INSTRUCTIONS FOR THE TASK>
Transcribe the lines below verbatim, skipping the images.

Point annotation dataset records:
━━━
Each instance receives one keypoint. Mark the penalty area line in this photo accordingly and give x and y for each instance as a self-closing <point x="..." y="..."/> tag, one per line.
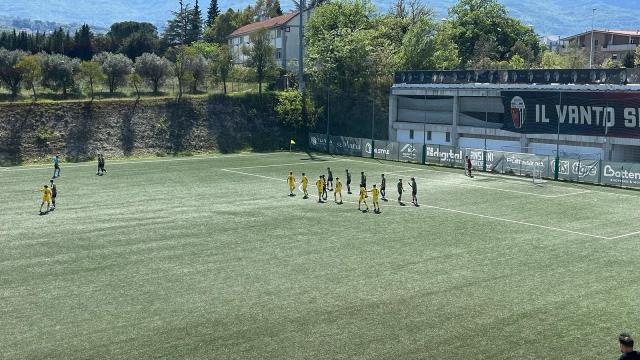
<point x="123" y="162"/>
<point x="625" y="235"/>
<point x="462" y="212"/>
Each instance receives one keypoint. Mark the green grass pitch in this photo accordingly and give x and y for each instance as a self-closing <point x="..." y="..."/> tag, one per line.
<point x="208" y="258"/>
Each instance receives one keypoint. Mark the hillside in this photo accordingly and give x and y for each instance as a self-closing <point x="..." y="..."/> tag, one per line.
<point x="549" y="17"/>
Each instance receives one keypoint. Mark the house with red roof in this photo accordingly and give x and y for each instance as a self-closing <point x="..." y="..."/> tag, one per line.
<point x="607" y="44"/>
<point x="284" y="33"/>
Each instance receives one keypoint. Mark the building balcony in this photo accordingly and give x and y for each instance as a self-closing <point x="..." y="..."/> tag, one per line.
<point x="618" y="48"/>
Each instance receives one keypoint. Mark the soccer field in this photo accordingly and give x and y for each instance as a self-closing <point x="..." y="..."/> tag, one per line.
<point x="207" y="257"/>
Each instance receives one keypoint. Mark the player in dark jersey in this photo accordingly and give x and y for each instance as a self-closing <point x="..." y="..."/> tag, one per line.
<point x="54" y="194"/>
<point x="414" y="192"/>
<point x="363" y="182"/>
<point x="324" y="188"/>
<point x="626" y="348"/>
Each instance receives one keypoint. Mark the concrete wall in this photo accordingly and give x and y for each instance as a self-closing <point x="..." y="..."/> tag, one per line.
<point x="80" y="130"/>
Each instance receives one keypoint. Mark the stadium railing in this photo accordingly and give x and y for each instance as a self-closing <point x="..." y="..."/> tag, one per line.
<point x="570" y="168"/>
━━━
SOLUTION>
Each instance receives one keypoint. Mark the penalty area line in this photo accordingly and give x and y for each instance as a self-closing <point x="..." y="..."/> tag, one per line.
<point x="123" y="162"/>
<point x="625" y="235"/>
<point x="462" y="212"/>
Each instance receives one keypoint. Mark the green grass pitch in this photo accordingly and give x and y for each instance as a self-closing <point x="..." y="..."/> tag, one per line.
<point x="208" y="258"/>
Each instance receives one keypoint. Mark the hillside in this photo accordingly and give x and y for each instance as a self-closing <point x="..." y="..."/> tag, one per line.
<point x="549" y="17"/>
Each instance receives one keypoint. Mark the house with red roof in this photo accordingly and give x and y for each instance as a self-closing <point x="..." y="..."/> tag, one per line.
<point x="607" y="44"/>
<point x="284" y="33"/>
Each instance receives one keypoint. Mark the building balcony in this photo accordingly and give x and y for each instance as a self-closing <point x="..." y="..."/> tag, one per line.
<point x="618" y="48"/>
Each instance receives one keypoint. Mark the soccer field in this photo accordingly and give x and y for each instance as a self-closing <point x="..." y="..."/> tag, one per line.
<point x="207" y="257"/>
Each instance receives one keypoint. Mark the player in dark jersey in this photo accordingly and give x and y for each instance as a self-closing <point x="..." y="..."/> tag, one per line.
<point x="54" y="194"/>
<point x="414" y="192"/>
<point x="363" y="182"/>
<point x="324" y="188"/>
<point x="626" y="348"/>
Each instance receives one keypoint. Mark the concrete wall in this photo accordingly and give x and y for each instance as a self-closing <point x="..." y="..."/> tag, one per line.
<point x="80" y="130"/>
Each instance receives one keypoint. Mark the stadium railing in this photo accordingly and give x and y for each instance as a self-closing <point x="..." y="..."/> tag, one per line.
<point x="570" y="168"/>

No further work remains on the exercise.